## [What the exercise asks]
The listing below holds a line with "Target: statue on pedestal" and a later line with "(format x=50, y=412)". Write out those two lines and every line between them, exactly, and nothing else.
Segment Open
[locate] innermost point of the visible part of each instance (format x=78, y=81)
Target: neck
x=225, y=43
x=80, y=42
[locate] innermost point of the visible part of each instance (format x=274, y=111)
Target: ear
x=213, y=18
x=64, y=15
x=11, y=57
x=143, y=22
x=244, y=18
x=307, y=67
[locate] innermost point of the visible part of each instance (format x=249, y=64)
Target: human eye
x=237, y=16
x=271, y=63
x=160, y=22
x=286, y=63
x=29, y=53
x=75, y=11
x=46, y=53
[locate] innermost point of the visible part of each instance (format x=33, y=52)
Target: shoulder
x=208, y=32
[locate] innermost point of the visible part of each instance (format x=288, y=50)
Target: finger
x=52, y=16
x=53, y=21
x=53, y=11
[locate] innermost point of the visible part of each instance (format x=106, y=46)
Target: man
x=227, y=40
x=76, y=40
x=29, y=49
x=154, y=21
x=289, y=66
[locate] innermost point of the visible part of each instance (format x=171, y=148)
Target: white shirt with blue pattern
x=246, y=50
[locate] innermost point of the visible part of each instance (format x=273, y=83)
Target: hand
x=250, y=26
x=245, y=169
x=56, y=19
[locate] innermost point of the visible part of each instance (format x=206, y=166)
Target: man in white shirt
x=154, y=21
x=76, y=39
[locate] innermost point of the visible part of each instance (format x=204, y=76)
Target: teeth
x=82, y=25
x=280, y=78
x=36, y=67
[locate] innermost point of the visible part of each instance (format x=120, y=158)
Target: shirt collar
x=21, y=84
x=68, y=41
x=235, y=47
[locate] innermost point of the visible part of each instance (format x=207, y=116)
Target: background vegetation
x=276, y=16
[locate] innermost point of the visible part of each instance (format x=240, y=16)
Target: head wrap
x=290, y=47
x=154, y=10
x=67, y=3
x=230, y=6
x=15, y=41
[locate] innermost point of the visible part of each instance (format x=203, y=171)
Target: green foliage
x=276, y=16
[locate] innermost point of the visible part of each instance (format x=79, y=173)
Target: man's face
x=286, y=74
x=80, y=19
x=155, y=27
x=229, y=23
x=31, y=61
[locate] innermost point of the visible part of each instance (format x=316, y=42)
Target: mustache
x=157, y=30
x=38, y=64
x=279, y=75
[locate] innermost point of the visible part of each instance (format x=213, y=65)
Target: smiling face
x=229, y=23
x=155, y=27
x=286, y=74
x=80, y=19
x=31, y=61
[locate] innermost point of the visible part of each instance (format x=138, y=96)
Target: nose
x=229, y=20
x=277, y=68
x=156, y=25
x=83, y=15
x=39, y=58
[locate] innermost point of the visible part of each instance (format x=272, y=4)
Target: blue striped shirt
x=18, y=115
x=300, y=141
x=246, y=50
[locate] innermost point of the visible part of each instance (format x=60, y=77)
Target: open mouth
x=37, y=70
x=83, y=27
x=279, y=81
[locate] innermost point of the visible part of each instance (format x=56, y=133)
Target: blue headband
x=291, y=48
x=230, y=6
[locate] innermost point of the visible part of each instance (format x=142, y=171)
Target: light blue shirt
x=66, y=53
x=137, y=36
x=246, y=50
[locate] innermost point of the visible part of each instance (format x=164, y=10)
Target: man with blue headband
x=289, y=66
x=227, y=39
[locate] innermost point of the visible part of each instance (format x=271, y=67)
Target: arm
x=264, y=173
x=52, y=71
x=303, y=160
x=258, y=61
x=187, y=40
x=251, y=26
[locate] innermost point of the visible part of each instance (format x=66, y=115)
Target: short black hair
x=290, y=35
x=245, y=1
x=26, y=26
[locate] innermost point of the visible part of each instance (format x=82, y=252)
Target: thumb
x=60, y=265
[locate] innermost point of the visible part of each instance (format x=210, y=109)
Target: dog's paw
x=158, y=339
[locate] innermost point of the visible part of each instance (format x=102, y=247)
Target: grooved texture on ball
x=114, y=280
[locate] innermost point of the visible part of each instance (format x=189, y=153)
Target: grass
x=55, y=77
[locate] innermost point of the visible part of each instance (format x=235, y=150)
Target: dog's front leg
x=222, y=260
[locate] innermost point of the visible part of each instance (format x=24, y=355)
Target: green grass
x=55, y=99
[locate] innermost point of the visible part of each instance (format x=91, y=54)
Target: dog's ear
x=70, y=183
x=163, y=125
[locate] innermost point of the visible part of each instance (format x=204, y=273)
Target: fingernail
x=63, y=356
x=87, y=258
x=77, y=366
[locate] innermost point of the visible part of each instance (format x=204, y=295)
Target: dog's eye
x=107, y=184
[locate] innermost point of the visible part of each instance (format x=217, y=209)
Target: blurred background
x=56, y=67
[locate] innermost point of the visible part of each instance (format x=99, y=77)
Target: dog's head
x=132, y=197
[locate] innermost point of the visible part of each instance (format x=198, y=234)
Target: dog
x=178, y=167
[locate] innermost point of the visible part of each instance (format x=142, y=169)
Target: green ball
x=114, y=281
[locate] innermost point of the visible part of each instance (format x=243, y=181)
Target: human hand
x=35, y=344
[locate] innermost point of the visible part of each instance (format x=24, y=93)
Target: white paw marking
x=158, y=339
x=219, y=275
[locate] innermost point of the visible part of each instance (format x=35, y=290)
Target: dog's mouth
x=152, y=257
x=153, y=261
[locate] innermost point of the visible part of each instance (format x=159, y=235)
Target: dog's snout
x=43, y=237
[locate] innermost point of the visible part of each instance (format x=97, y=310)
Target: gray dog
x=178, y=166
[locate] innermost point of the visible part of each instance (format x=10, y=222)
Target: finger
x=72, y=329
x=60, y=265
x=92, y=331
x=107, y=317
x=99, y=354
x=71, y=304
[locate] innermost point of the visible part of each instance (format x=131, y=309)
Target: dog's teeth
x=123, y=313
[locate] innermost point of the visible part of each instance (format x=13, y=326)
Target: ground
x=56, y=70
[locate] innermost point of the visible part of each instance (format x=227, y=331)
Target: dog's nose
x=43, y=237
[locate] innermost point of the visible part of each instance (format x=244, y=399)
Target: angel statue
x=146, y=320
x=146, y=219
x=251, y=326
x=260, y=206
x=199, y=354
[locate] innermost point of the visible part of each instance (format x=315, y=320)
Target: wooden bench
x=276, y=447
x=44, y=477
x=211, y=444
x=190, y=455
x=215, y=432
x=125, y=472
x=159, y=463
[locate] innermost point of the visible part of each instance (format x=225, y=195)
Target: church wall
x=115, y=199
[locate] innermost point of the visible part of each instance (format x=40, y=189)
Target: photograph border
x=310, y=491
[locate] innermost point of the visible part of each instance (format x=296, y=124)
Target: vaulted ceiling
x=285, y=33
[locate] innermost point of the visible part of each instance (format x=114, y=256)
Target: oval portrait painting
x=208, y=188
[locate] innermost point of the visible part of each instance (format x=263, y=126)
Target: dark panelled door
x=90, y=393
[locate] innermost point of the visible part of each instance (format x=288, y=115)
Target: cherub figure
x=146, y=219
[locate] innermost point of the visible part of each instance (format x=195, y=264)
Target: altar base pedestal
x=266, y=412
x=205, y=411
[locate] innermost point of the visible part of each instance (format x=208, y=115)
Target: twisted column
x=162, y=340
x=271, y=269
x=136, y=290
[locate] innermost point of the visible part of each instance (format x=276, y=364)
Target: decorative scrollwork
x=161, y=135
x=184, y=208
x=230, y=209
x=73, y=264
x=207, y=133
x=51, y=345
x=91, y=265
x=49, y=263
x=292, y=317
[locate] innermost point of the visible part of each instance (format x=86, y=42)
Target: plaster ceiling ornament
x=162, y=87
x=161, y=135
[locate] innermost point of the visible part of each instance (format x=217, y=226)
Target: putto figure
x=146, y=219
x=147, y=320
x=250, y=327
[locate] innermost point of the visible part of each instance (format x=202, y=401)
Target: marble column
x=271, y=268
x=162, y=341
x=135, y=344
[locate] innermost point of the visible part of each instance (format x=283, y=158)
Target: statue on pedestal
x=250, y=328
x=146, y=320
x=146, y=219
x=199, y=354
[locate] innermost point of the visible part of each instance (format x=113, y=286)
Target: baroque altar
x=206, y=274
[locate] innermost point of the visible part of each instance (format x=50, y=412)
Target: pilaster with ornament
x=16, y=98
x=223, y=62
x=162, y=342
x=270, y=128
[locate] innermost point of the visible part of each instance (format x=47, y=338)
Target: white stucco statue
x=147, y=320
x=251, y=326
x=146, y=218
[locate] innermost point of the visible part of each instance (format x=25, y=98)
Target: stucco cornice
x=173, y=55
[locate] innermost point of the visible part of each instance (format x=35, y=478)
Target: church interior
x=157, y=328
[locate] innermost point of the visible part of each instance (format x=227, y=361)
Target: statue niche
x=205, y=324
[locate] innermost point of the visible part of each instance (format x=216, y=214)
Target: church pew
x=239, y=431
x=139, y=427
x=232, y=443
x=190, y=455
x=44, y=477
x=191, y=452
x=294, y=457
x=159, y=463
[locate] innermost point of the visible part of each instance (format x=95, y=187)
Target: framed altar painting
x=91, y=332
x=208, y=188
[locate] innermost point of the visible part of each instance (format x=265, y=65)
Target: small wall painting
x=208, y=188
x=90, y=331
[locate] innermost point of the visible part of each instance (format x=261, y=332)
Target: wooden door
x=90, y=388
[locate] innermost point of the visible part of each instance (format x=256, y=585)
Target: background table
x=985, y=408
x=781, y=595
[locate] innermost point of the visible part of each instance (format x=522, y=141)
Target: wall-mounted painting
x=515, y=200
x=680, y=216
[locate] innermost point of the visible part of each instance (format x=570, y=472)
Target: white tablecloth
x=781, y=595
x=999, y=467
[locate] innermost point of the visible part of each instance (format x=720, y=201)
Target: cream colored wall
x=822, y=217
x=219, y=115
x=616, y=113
Segment Closed
## [Solution for this exercise]
Target: statue on pedestal
x=250, y=328
x=146, y=320
x=146, y=219
x=199, y=354
[locate] innermost point of the visible part of each instance (format x=113, y=286)
Target: baroque altar
x=206, y=274
[locate] innermost point of the visible part of each instance (format x=50, y=412)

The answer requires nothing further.